GOAL: Gather every line in the entries below that contains the word "porch", and copy each of those lines in full.

▬▬▬▬▬▬▬▬▬▬

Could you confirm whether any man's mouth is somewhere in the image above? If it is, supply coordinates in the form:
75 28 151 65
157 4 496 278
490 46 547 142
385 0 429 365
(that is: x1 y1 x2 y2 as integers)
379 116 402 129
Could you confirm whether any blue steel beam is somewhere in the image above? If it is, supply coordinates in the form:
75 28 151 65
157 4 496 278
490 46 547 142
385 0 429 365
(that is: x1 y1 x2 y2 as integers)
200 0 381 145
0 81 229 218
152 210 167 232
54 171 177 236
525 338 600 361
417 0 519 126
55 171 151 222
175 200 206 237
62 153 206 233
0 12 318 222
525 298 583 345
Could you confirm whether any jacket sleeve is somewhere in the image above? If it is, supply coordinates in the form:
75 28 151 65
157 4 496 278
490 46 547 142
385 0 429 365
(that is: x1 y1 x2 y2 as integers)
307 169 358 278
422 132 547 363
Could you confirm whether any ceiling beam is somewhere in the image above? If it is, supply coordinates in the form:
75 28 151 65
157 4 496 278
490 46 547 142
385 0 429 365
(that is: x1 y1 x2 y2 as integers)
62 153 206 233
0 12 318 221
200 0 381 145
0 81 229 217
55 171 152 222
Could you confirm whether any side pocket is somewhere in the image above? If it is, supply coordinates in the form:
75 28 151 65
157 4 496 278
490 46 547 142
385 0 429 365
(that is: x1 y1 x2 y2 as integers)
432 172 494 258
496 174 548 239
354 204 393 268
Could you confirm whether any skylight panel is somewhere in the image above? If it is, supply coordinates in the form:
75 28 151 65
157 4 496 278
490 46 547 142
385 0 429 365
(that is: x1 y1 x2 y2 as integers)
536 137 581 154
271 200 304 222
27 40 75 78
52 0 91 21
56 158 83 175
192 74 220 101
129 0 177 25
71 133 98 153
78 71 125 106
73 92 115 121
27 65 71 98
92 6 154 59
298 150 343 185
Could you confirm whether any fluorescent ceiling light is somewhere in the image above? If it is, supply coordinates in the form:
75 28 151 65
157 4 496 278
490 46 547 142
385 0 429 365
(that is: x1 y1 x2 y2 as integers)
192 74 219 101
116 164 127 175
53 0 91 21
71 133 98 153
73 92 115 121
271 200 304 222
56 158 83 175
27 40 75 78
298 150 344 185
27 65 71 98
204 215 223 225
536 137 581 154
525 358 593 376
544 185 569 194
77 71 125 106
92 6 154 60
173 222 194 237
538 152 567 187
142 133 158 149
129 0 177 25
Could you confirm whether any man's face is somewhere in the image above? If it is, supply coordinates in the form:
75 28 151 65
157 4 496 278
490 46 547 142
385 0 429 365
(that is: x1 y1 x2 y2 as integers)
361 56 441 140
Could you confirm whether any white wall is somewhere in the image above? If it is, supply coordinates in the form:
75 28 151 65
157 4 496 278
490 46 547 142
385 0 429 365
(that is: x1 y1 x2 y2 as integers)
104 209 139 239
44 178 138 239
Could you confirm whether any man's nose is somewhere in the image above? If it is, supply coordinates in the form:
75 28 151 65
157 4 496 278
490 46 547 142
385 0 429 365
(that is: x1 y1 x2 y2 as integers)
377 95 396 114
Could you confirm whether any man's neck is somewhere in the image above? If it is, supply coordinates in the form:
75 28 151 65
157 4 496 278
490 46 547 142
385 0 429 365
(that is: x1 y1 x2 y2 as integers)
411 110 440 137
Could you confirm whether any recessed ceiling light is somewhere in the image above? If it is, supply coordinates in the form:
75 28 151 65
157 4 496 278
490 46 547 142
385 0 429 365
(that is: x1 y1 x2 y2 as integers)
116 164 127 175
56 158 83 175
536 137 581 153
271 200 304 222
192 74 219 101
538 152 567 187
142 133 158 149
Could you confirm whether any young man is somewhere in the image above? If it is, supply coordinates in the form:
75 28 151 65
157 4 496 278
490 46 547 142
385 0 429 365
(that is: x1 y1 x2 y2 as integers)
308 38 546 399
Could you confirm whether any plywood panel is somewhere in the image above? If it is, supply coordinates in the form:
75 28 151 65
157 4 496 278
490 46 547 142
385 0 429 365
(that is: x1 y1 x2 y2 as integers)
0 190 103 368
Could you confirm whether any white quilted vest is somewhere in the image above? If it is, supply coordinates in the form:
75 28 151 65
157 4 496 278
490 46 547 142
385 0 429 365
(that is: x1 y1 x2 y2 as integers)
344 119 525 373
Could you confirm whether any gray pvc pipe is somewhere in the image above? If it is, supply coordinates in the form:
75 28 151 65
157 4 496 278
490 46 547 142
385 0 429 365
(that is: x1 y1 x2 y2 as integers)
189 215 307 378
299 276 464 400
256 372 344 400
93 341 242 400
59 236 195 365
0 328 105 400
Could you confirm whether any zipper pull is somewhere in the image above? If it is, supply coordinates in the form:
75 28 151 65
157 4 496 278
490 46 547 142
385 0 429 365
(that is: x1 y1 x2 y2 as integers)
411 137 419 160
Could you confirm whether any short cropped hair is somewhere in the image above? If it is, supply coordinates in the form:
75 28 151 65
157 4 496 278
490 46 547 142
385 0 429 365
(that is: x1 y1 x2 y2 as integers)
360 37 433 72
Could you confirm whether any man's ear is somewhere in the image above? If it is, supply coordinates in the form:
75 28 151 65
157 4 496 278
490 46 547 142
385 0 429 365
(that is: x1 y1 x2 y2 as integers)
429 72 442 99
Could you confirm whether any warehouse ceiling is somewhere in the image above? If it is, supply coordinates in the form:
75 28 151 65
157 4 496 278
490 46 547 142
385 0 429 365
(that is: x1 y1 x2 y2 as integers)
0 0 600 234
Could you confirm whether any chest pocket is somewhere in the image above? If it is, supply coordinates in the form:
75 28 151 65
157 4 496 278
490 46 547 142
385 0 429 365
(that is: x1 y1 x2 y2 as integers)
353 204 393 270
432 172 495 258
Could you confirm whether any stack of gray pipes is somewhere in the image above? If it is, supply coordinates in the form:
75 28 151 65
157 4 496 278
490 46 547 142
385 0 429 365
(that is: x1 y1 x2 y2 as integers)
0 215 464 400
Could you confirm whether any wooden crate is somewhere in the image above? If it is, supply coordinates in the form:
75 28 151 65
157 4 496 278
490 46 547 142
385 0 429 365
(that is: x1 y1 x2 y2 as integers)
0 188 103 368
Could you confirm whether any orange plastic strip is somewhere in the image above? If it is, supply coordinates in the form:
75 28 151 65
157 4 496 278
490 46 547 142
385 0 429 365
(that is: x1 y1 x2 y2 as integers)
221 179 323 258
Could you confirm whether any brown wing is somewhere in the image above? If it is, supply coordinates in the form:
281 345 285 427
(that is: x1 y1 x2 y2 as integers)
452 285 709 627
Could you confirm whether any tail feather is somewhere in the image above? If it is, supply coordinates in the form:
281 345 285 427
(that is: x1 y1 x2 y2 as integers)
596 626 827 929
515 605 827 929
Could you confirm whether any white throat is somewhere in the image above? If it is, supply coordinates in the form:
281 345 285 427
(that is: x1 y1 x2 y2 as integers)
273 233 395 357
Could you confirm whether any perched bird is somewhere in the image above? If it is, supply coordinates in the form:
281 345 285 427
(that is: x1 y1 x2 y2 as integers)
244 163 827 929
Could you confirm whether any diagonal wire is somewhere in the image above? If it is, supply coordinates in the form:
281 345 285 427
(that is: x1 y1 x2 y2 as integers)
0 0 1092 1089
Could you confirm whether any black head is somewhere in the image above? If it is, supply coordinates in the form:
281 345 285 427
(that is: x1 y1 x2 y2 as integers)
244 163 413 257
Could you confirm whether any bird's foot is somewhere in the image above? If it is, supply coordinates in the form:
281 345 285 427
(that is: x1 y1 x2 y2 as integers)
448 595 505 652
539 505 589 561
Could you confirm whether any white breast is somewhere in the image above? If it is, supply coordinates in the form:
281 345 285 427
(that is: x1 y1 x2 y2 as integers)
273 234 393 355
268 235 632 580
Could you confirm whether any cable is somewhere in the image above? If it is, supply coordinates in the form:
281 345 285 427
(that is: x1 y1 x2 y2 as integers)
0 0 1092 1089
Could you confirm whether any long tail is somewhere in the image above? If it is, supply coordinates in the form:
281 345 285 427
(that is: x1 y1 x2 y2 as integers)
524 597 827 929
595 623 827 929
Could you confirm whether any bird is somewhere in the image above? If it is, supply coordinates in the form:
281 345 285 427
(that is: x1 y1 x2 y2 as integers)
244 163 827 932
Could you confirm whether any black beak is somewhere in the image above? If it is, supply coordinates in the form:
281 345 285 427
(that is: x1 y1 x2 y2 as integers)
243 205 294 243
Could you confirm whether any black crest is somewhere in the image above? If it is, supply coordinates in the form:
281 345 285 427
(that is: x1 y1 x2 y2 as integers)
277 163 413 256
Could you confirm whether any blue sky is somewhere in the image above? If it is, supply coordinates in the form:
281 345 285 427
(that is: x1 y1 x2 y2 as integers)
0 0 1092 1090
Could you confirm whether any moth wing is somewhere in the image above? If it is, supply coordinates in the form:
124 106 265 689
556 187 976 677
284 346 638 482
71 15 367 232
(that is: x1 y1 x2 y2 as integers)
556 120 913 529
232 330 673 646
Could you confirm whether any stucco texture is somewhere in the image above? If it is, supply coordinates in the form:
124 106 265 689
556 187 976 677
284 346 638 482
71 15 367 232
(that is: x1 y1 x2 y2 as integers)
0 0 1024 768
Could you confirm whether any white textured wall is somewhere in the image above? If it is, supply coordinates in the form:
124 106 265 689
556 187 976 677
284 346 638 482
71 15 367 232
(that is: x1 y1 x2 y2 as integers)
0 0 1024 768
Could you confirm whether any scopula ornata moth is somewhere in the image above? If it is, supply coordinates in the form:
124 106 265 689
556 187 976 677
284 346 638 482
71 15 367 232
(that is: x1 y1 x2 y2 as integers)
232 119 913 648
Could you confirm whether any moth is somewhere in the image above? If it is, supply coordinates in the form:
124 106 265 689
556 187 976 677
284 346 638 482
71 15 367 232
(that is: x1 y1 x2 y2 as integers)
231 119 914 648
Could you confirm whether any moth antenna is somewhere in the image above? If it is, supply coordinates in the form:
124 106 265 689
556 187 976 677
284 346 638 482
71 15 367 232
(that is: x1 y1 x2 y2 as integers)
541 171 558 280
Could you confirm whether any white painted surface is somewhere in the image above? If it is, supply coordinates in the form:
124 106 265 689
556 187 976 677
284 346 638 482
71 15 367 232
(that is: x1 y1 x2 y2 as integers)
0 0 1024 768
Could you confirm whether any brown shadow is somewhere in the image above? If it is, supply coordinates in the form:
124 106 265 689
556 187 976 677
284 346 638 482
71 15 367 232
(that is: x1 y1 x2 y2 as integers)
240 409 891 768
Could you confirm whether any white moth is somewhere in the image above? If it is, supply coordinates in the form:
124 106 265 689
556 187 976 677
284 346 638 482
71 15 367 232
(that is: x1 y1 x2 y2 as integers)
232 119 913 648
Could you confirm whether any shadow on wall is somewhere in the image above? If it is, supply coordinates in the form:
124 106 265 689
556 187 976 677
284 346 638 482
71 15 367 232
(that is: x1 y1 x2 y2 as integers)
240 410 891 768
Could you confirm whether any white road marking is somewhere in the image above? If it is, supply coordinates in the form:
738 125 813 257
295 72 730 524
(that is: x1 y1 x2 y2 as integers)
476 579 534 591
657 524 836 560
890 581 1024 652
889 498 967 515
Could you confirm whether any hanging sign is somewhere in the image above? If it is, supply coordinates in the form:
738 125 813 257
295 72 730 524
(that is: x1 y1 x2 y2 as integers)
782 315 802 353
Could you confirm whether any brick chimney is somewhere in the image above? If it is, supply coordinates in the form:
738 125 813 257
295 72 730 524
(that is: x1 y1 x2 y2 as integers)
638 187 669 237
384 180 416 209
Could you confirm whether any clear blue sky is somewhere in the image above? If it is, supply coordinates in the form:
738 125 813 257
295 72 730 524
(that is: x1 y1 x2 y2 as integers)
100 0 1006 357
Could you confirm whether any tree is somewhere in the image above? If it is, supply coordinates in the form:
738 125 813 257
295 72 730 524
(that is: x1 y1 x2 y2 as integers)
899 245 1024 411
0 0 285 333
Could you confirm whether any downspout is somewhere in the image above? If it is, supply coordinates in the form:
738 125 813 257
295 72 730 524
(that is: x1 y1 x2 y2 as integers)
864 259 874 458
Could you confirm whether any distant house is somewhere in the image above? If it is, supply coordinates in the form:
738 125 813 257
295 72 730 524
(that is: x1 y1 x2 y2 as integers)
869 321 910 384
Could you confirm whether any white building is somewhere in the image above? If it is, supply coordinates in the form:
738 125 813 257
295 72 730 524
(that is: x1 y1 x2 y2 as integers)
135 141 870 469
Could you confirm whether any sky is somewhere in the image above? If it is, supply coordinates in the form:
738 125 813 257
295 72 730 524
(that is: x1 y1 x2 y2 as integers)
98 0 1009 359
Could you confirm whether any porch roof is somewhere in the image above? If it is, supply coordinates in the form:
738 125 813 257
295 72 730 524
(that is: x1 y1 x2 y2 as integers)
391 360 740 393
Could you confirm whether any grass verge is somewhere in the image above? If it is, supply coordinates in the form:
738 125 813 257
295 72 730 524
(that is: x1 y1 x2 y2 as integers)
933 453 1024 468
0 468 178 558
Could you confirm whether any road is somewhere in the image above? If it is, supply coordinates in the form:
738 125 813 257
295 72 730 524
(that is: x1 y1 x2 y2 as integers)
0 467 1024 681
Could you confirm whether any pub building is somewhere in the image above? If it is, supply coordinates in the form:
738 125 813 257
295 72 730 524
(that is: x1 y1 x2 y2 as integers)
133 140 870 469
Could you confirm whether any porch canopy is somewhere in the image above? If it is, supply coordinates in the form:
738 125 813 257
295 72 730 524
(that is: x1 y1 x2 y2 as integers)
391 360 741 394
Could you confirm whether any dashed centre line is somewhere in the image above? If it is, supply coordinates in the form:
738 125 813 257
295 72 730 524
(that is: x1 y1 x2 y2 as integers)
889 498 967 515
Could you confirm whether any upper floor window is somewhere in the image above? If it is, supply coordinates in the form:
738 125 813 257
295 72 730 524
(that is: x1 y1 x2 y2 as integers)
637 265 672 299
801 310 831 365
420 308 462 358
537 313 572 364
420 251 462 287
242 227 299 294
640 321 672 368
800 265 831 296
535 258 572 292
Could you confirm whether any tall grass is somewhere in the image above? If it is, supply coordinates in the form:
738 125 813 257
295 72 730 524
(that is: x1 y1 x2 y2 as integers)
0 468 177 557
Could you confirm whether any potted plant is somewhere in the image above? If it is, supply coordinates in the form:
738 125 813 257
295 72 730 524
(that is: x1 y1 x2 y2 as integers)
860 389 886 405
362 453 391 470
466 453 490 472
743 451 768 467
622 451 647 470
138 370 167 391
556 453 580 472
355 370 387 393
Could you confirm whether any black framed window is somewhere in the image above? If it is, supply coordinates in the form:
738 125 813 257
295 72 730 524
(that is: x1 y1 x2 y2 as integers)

▬▬▬▬▬▬▬▬▬▬

FULL ANSWER:
Could you confirm whether any porch roof is somewhere in the image above? If it is, supply coordinates in the form:
Could you confirm whether any porch canopy is somewhere in the image above? If it is, supply coordinates in the form:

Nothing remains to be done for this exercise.